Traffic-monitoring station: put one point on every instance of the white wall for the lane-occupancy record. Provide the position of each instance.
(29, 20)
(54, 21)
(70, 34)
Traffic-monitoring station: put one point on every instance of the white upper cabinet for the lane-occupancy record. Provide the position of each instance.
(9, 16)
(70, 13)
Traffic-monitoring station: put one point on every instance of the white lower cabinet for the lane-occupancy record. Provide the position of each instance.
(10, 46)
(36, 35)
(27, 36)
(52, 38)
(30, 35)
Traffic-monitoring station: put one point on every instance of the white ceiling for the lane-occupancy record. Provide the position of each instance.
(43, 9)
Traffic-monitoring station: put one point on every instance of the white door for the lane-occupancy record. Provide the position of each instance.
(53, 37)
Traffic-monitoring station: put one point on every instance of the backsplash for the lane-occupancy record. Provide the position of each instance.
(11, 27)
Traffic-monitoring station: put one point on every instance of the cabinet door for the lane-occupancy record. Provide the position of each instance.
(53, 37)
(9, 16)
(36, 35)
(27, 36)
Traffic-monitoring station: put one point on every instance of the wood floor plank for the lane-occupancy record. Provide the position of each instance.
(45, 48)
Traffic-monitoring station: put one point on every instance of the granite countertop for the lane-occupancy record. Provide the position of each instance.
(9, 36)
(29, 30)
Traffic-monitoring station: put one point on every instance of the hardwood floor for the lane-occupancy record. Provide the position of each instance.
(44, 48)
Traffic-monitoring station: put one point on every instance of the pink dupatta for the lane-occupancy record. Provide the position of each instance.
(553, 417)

——

- _Krótkie zadanie_
Przepisz bez zmian wiersze od tego, który zawiera „of the hardwood”, aż do końca rekordów włącznie.

- _Odpowiedź do ćwiczenia_
Traffic-monitoring station: put one point on every instance of the hardwood floor for the lane-occupancy record. Provide the position of each instance.
(44, 48)
Traffic-monitoring station: put one point on every instance of the pink dupatta for the lane-occupancy record. Provide the position of each instance.
(553, 417)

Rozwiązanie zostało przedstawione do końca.